== Exercise prompt ==
From first line to last, copy the listing exactly and omit its pictures.

== Source data ==
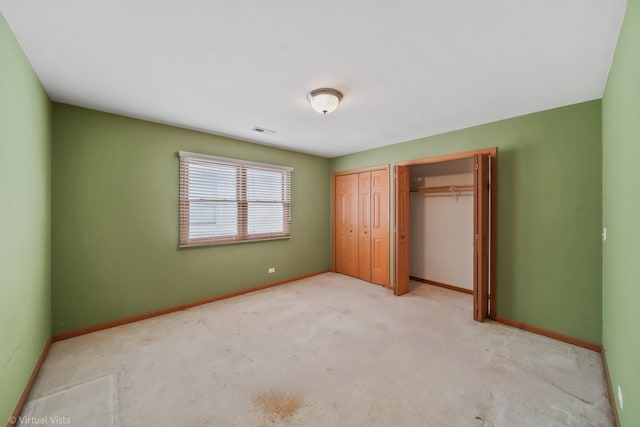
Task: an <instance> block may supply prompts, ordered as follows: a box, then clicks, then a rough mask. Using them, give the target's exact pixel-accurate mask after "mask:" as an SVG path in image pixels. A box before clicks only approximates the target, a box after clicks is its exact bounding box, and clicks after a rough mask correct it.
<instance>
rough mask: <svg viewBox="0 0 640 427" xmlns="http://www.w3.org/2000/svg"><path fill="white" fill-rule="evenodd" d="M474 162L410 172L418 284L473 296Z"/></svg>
mask: <svg viewBox="0 0 640 427" xmlns="http://www.w3.org/2000/svg"><path fill="white" fill-rule="evenodd" d="M473 172H474V163H473V159H471V158H469V159H459V160H449V161H445V162H440V163H428V164H423V165H414V166H410V167H409V189H410V200H409V205H410V213H409V215H410V238H409V242H410V243H409V244H410V251H409V252H410V260H409V275H410V278H411V279H412V280H416V281H420V282H424V283H429V284H431V285H436V286H441V287H444V288H449V289H453V290H457V291H461V292H466V293H469V294H473V244H474V234H473V188H474V187H473Z"/></svg>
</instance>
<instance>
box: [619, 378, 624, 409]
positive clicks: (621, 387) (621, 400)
mask: <svg viewBox="0 0 640 427" xmlns="http://www.w3.org/2000/svg"><path fill="white" fill-rule="evenodd" d="M618 402H619V403H620V409H623V408H624V398H623V397H622V387H620V384H618Z"/></svg>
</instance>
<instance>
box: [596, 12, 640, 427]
mask: <svg viewBox="0 0 640 427" xmlns="http://www.w3.org/2000/svg"><path fill="white" fill-rule="evenodd" d="M639 41H640V1H639V0H629V2H628V3H627V12H626V15H625V20H624V24H623V26H622V29H621V32H620V36H619V40H618V45H617V48H616V53H615V57H614V61H613V66H612V68H611V71H610V73H609V80H608V82H607V87H606V90H605V94H604V97H603V101H602V135H603V138H602V152H603V187H602V191H603V224H604V225H605V226H606V227H607V235H608V236H607V241H606V242H604V244H603V274H602V288H603V292H602V293H603V312H602V313H603V343H604V346H605V350H606V354H607V361H608V364H609V370H610V374H611V382H612V383H613V388H614V395H615V397H616V401H617V402H616V403H617V405H618V415H619V417H620V421H621V423H622V425H623V426H637V425H640V333H639V332H638V326H640V309H638V302H639V301H640V228H638V224H639V223H640V197H639V196H638V195H639V194H640V190H638V185H639V184H640V168H639V167H638V165H637V160H638V159H640V45H639V43H638V42H639ZM618 385H619V386H620V387H621V389H622V393H623V400H624V407H623V408H620V401H619V399H618V390H617V389H618Z"/></svg>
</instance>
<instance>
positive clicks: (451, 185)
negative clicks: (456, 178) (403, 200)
mask: <svg viewBox="0 0 640 427" xmlns="http://www.w3.org/2000/svg"><path fill="white" fill-rule="evenodd" d="M468 191H473V185H441V186H437V187H420V188H418V189H417V190H415V191H414V192H417V193H463V192H468Z"/></svg>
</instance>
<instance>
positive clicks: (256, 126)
mask: <svg viewBox="0 0 640 427" xmlns="http://www.w3.org/2000/svg"><path fill="white" fill-rule="evenodd" d="M251 130H252V131H254V132H258V133H263V134H265V135H273V134H274V133H276V131H275V130H271V129H265V128H261V127H259V126H254V127H253V128H252V129H251Z"/></svg>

== Output ==
Task: an <instance> block may supply prompts, ordered as follows: a box, then clicks, then a rough mask. Using them, give the target's exact pixel-accurate mask after "mask:" as an SVG path in image pixels. A box before clicks only approximates the target, a box after clicks is its exact bounding box, and clicks after a rough mask correct it.
<instance>
rough mask: <svg viewBox="0 0 640 427" xmlns="http://www.w3.org/2000/svg"><path fill="white" fill-rule="evenodd" d="M474 162L410 172L418 284L473 296Z"/></svg>
mask: <svg viewBox="0 0 640 427" xmlns="http://www.w3.org/2000/svg"><path fill="white" fill-rule="evenodd" d="M473 172H474V163H473V159H471V158H469V159H459V160H449V161H445V162H440V163H428V164H423V165H414V166H410V167H409V189H410V200H409V205H410V213H409V215H410V238H409V242H410V243H409V244H410V251H409V252H410V260H409V275H410V278H411V279H412V280H416V281H420V282H424V283H429V284H431V285H436V286H441V287H444V288H449V289H453V290H457V291H461V292H466V293H469V294H473V244H474V234H473V188H474V187H473Z"/></svg>
</instance>
<instance>
box: [619, 378, 624, 409]
positive clicks: (621, 387) (621, 400)
mask: <svg viewBox="0 0 640 427" xmlns="http://www.w3.org/2000/svg"><path fill="white" fill-rule="evenodd" d="M618 402H619V403H620V409H623V408H624V398H623V397H622V387H620V384H618Z"/></svg>
</instance>
<instance>
box: [596, 12, 640, 427]
mask: <svg viewBox="0 0 640 427" xmlns="http://www.w3.org/2000/svg"><path fill="white" fill-rule="evenodd" d="M639 41H640V1H639V0H629V2H628V3H627V12H626V15H625V20H624V24H623V26H622V29H621V32H620V36H619V40H618V45H617V48H616V53H615V57H614V61H613V66H612V68H611V71H610V73H609V80H608V82H607V87H606V90H605V94H604V97H603V101H602V135H603V138H602V152H603V187H602V191H603V224H604V225H605V226H606V227H607V235H608V236H607V241H606V242H604V244H603V274H602V288H603V292H602V293H603V312H602V313H603V343H604V346H605V350H606V354H607V361H608V364H609V370H610V374H611V382H612V383H613V388H614V395H615V397H616V401H617V402H616V403H617V405H618V415H619V417H620V421H621V423H622V425H623V426H637V425H640V333H639V332H638V326H640V309H638V302H639V301H640V228H638V224H639V223H640V197H639V196H638V195H639V194H640V190H638V185H639V184H640V168H639V167H638V165H637V160H638V159H640V45H639V43H638V42H639ZM618 385H619V386H620V387H621V389H622V393H623V400H624V407H623V408H620V401H619V399H618V390H617V389H618Z"/></svg>
</instance>
<instance>
positive clicks: (451, 185)
negative clicks: (456, 178) (403, 200)
mask: <svg viewBox="0 0 640 427" xmlns="http://www.w3.org/2000/svg"><path fill="white" fill-rule="evenodd" d="M468 191H473V185H441V186H437V187H420V188H418V189H417V190H415V191H414V192H417V193H463V192H468Z"/></svg>
</instance>
<instance>
positive clicks: (256, 126)
mask: <svg viewBox="0 0 640 427" xmlns="http://www.w3.org/2000/svg"><path fill="white" fill-rule="evenodd" d="M251 130H252V131H254V132H258V133H263V134H265V135H273V134H274V133H276V131H275V130H271V129H265V128H261V127H259V126H254V127H253V128H252V129H251Z"/></svg>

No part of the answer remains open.